◆ Problem details ◆
Since only part of the records is wanted, repeat exactly the lines from the one containing "the mountain that" through the last line, both included.

Point localization data:
▼
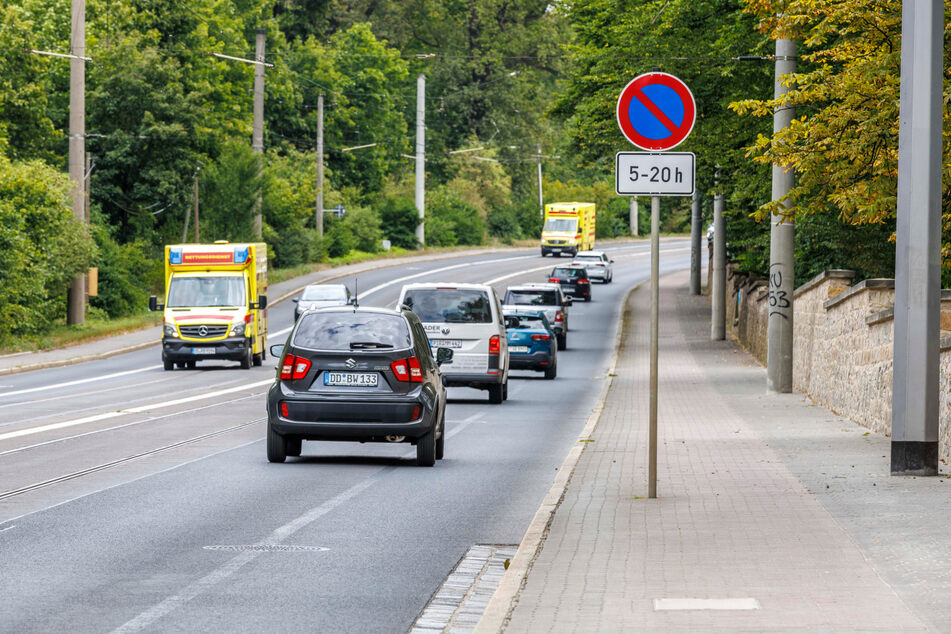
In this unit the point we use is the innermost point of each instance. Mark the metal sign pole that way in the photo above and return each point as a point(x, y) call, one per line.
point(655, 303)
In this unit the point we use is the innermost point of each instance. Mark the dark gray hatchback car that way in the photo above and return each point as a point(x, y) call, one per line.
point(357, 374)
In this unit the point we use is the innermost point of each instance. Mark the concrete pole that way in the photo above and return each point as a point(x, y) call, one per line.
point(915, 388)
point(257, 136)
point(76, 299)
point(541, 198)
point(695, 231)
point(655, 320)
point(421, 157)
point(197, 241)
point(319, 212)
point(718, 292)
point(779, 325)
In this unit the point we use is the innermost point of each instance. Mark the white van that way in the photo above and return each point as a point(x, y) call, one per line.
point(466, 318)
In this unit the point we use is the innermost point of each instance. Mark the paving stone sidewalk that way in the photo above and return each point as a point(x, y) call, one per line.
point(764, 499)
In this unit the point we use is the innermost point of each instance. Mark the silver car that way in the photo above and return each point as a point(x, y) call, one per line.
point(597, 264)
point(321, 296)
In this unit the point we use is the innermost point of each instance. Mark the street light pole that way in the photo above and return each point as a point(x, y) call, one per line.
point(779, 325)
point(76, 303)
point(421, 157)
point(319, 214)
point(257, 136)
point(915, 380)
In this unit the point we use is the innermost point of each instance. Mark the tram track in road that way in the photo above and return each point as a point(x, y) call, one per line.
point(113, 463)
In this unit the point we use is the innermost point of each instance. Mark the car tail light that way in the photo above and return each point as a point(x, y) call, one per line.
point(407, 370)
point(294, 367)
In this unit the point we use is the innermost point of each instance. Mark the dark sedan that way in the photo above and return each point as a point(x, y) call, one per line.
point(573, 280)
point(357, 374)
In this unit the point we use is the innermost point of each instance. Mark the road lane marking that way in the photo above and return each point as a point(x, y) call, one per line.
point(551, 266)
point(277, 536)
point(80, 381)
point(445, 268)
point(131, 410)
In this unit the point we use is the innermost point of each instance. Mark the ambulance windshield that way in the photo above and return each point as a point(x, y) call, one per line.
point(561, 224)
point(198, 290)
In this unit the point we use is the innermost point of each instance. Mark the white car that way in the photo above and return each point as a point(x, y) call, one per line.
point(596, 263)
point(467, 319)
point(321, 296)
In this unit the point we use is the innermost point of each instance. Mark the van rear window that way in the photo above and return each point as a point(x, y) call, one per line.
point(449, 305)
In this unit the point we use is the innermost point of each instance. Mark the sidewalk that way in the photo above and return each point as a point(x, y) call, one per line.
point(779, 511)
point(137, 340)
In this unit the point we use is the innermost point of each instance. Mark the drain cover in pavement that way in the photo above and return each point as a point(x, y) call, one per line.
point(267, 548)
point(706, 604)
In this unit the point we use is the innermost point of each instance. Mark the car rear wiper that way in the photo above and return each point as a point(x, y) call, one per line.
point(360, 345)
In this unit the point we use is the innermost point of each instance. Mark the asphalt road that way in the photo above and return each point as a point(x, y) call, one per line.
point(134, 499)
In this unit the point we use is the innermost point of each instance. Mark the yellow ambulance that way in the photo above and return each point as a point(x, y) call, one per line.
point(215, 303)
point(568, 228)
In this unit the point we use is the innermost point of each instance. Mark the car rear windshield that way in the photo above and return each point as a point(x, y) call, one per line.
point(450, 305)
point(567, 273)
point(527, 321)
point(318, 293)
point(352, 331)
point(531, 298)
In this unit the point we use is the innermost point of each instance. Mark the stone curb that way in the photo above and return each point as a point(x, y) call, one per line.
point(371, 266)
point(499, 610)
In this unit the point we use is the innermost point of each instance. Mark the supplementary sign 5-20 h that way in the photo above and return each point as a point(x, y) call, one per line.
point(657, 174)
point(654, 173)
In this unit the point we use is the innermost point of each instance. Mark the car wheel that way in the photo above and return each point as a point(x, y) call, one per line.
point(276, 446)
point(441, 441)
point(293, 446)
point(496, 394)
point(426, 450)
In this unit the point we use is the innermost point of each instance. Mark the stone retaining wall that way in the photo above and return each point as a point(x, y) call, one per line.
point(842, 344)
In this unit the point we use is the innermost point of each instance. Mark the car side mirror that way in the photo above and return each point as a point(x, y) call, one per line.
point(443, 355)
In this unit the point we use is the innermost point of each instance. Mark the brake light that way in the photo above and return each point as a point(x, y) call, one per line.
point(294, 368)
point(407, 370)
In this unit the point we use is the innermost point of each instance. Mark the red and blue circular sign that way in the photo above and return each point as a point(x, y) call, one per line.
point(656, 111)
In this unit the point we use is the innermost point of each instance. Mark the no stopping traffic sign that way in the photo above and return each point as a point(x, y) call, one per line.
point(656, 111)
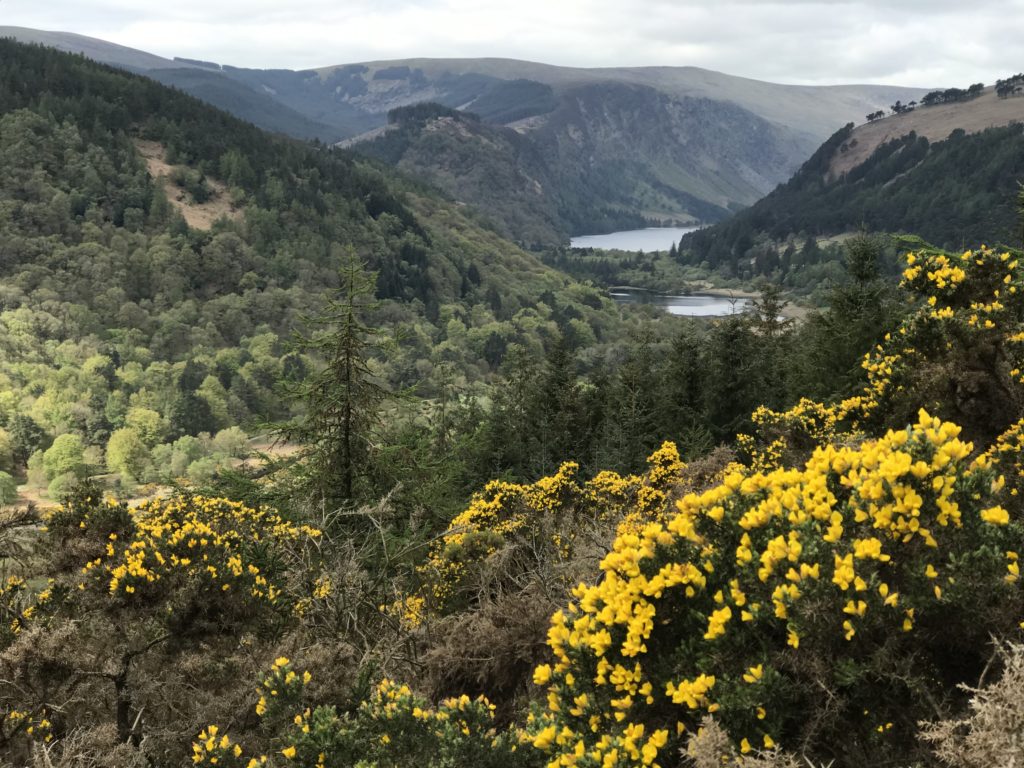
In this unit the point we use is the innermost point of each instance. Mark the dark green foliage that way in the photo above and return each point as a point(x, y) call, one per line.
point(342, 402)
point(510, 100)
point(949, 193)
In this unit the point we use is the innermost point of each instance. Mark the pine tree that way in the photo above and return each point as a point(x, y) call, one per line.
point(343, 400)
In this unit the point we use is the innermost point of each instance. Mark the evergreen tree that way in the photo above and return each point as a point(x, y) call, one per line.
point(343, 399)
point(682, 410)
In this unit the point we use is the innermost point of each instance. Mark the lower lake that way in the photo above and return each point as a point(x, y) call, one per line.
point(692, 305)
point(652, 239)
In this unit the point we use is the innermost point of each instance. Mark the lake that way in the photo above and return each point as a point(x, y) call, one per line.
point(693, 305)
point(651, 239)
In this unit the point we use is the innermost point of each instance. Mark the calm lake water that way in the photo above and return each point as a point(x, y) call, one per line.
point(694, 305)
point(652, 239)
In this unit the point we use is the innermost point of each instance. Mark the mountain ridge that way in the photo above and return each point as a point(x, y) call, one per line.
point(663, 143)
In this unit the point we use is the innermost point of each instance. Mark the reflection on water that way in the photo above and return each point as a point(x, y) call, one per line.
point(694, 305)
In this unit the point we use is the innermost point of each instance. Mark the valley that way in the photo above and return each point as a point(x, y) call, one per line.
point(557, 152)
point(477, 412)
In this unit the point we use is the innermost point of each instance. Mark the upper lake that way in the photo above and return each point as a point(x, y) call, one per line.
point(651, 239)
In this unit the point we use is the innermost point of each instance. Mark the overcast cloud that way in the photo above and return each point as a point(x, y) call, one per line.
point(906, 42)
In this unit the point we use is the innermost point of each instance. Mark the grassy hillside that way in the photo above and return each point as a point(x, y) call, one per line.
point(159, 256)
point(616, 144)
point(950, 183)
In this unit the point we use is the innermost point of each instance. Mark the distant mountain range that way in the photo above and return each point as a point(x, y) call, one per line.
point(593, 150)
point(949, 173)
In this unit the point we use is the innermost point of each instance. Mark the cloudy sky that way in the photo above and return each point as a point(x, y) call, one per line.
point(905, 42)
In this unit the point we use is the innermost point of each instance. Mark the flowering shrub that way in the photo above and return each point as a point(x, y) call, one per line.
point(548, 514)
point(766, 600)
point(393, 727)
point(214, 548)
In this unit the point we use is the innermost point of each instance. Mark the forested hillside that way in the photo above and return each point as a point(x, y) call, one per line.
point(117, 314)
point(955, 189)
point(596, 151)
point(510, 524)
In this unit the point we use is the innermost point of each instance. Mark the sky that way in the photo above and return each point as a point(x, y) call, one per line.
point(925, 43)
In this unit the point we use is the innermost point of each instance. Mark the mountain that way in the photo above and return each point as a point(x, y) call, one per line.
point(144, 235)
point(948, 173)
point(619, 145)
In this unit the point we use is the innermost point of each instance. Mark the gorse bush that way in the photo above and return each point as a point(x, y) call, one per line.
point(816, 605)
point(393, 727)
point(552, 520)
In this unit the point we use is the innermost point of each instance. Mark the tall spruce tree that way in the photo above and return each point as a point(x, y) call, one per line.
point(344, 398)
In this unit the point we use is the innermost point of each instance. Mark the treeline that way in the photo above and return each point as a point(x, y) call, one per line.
▲
◆ Output for this exercise ◆
In this unit the point we use is the innermost point of each instance. Mark the mountain that way in the photo above and return each point as a point(x, y) call, one per line.
point(144, 235)
point(948, 173)
point(619, 145)
In this unit the point we use is the innermost point of each instance. Mark the gorse bush that way in the photo above and return each point as a point(x, y) call, one per line.
point(816, 605)
point(393, 727)
point(552, 520)
In this unit the point we use is the innermost point of each instance. Mark the tall spruce tree that way in the photo above and return each point as a point(x, y) call, one per line.
point(344, 398)
In this unit the point we use is the innermost point of each instance. Mark the treeline that way in the photo above and return each point as a point(x, y) call, one per line.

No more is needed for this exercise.